Written exercise:
Arrange the data below as a Markdown table with the columns "Row" and "Line": give each line its own row number, skip blank lines, and leave out the pictures.

────────────────────

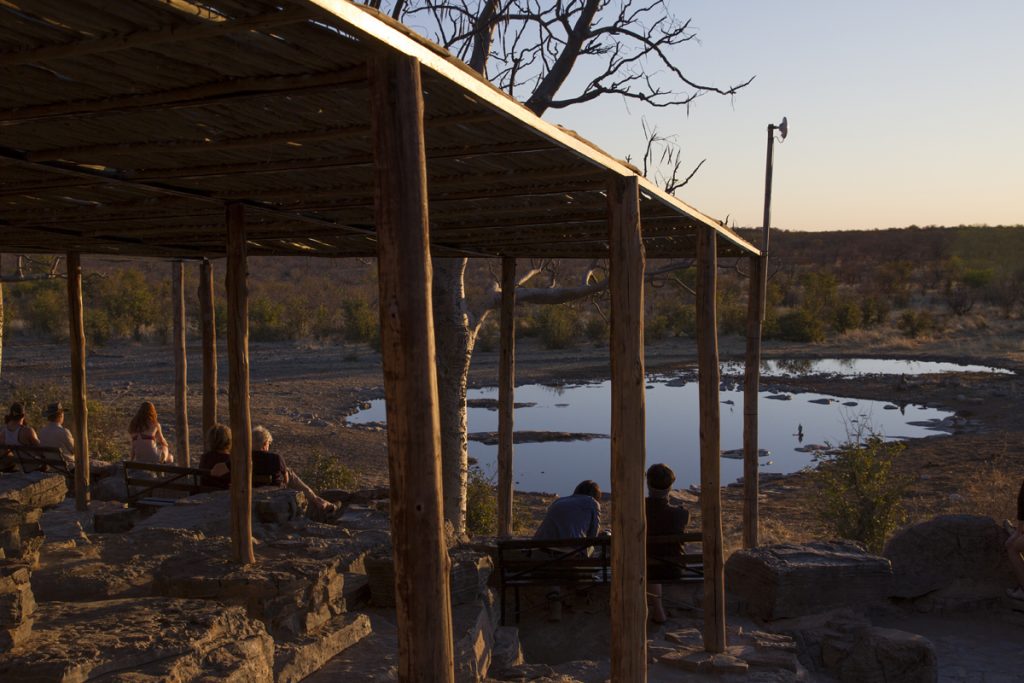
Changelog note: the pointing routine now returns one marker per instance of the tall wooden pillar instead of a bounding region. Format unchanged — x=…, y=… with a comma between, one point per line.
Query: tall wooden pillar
x=238, y=389
x=711, y=493
x=80, y=407
x=421, y=559
x=629, y=551
x=209, y=332
x=180, y=363
x=506, y=399
x=752, y=377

────────────────────

Expected output:
| Row | Line |
|---|---|
| 1 | Changelog note: the pointing routine now returns one marker per instance of the tall wooden pillar instead of a bounding region. Format unchanged — x=…, y=… with a comma between, one point per line. |
| 2 | Query: tall wooden pillar |
| 3 | x=238, y=389 |
| 4 | x=711, y=493 |
| 5 | x=80, y=407 |
| 6 | x=421, y=559 |
| 7 | x=629, y=551 |
| 8 | x=209, y=332 |
| 9 | x=180, y=363 |
| 10 | x=506, y=399 |
| 11 | x=752, y=377 |